Arbeitsanweisung A:
Geben Sie aus den Leserkommentaren zur Südtiroler Autonomie den Abschnitt von „pingoballino1955“ bis einschließlich „HABE ALLES VERSUCHT!????“ wortgetreu wieder.
Arbeitsanweisung B:
Führen Sie die Leserkommentare zur Südtiroler Autonomie im Anschluss an ihren letzten Satz weiter.

Textauszug:
━━━━━━━━━━━━━━━━━━━━

Sagen sie nur sie haben davon nichts gehört!
jorge
’steve‘, bitte keine Ausreden!
Der Verfassungsgerichtshof bestimmt nur innerhalb des Verfassungstextes und dessen Durchführungsrahmen. Und wer hat den Verfassungstext in der Verfassungsreform 2001 und die Folgejahre vorgelegt, abgestimmt bzw. durchgeboxt und den Durchführungsrahmen dafür geschaffen? Nun, das war das Regierungsbündnis um Berlusconi und co., also haben diese auch die Verantwortung dafür zu tragen und nicht das Verfassungsgericht.
ummagumma
Dieses tote Pferd reitet die SVPfui schon seit Beginn an, doch immer weniger fallen daraus rein. Früher war es das Fegefeuer!!
pingoballino1955
Liebe Svp kennt ihr eure Verträge bezüglich Autonomie,bezüglich Schutzmacht Österreich und Co.? Es scheint Herr LH,sie meinen dass man sie in Rom erhört,mit ihrem Verrat an die Südtiroler Bevölkerung machen sie sich keinen Gefallen,denn man wird sie in Rom trotz Rechtsregierung a la ITALIA,weiterhin links liegen lassen.Ok,letzte Legislatur für sie aber in die Geschichtsbücher werden sie nicht positiv eingehen! Da müssen schon andere Kaliber nach Rom um was an der Autonomie positiv zu ändern! Hätte sie diplomatischer eingeschätzt,das Märchen jetzt plötzlich mit 8 können sie vergessen,das ist für sie nur eine Feigenblattaktion im letzten Moment um nachher sagen zu können: ICH HABE ALLES VERSUCHT!????
asterix
Erst schreiben sie ganze Romane von einem Koalitionsprogramm und jetzt wo es um den Futtertrog geht, wird Kompatscher von den fratelli regelrecht erpresst. Laut Wahlergebnis und Wahlbeteiligung steht den Italienern kein 2. Landesrat zu. Lasst sie gehen, wir wollen in Südtirol keine Postfaschisten in der Landesregierung.
andreas
Mitgekriegt habe ich zwar nichts, dass unsere Autonomie geschrumpft wäre, aber wird schon so sein.
Leid tut es mir aber für alle, welche so darunter leiden müsssen und täglich deswegen gravierende Einschränkungen hinnehmen und deshalb große Opfer bringen müssen.

━━━━━━━━━━━━━━━━━━━━

Datenauszüge:
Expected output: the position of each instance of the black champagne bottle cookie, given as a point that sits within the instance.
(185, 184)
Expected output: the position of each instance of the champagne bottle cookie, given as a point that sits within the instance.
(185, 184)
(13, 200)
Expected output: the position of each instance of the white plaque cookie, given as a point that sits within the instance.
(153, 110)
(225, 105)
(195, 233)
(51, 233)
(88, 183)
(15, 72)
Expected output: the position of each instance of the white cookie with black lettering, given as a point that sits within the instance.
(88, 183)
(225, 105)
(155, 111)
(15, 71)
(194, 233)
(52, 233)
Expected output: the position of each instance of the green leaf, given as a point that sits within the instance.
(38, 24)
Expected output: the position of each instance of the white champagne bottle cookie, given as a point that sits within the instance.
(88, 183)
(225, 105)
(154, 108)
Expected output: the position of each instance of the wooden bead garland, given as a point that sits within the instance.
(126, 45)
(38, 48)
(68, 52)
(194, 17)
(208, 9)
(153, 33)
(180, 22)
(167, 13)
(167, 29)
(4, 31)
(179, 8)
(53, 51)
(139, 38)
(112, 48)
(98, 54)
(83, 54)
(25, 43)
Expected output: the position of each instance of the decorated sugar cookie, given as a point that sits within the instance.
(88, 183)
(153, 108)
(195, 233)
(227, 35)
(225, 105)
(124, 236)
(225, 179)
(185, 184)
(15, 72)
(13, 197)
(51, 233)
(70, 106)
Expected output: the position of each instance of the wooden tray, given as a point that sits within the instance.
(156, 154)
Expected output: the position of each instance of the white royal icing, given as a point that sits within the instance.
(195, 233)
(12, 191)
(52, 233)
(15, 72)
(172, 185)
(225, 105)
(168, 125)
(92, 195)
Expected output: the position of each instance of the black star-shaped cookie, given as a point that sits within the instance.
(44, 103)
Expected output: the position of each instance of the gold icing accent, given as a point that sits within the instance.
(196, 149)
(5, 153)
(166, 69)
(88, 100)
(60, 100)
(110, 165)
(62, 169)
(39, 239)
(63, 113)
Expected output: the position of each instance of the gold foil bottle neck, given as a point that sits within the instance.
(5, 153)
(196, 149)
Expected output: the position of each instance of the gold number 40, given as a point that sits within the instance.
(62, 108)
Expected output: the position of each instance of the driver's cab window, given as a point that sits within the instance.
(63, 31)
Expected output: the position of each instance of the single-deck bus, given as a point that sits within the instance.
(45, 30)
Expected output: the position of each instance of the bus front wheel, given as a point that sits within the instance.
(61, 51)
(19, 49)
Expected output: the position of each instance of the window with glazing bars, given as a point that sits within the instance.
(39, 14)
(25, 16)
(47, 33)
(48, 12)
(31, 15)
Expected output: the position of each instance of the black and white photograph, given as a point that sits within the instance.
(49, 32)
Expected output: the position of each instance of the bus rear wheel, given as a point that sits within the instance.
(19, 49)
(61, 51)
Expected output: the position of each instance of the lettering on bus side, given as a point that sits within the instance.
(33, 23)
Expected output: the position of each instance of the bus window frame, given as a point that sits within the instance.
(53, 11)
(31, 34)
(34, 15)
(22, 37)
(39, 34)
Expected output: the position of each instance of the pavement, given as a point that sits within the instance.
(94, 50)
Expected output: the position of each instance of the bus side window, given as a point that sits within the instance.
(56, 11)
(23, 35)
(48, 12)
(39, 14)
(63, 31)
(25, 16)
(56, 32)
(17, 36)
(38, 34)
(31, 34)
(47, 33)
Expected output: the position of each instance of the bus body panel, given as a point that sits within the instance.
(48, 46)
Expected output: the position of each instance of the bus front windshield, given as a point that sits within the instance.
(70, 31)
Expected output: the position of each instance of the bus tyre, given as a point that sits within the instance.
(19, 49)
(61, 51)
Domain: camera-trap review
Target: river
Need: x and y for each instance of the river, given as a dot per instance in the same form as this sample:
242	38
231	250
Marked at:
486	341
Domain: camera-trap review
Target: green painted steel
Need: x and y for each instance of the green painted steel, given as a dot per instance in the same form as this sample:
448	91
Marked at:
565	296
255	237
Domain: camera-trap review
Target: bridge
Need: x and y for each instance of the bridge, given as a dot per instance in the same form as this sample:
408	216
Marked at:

━━━━━━━━━━━━━━━━━━━━

Erwartete Ausgabe A:
pingoballino1955
Liebe Svp kennt ihr eure Verträge bezüglich Autonomie,bezüglich Schutzmacht Österreich und Co.? Es scheint Herr LH,sie meinen dass man sie in Rom erhört,mit ihrem Verrat an die Südtiroler Bevölkerung machen sie sich keinen Gefallen,denn man wird sie in Rom trotz Rechtsregierung a la ITALIA,weiterhin links liegen lassen.Ok,letzte Legislatur für sie aber in die Geschichtsbücher werden sie nicht positiv eingehen! Da müssen schon andere Kaliber nach Rom um was an der Autonomie positiv zu ändern! Hätte sie diplomatischer eingeschätzt,das Märchen jetzt plötzlich mit 8 können sie vergessen,das ist für sie nur eine Feigenblattaktion im letzten Moment um nachher sagen zu können: ICH HABE ALLES VERSUCHT!????

Erwartete Ausgabe B:
Ich würde zwar wetten, dass keiner der so Geschundenen auch nur einen Punkt nennen kann, in welchem sich die geschrumpfte Autonomie bemerkbar macht, aber was solls, jammern scheint nicht mehr nur ein Privileg der Bauern zu sein.
olle3xgscheid
Naja geschunden aber immerhin.
Fängt schon beim Recht auf Ausübung der Muttersprache an , täglich.
Andersrum kann mir mal jemand die Vorteile dieser achso vorteilhaften Autonmie aufzeigen?
bananajoe
Andreas, dass man dich als Säugling einmal fallen gelassen hat, hast du warscheinlich auch nocht mitgekriegt. Und trotzdem wars so.
ummagumma
Anderle mache doch irgendetwas nützliche in deinem frustrierten Leben. Z. B. die Senioren aus dem Altersheim an die frischen Luft führen, Immigranten bei der Integration unterstützen oder dem Bischof als Messdiener helfen.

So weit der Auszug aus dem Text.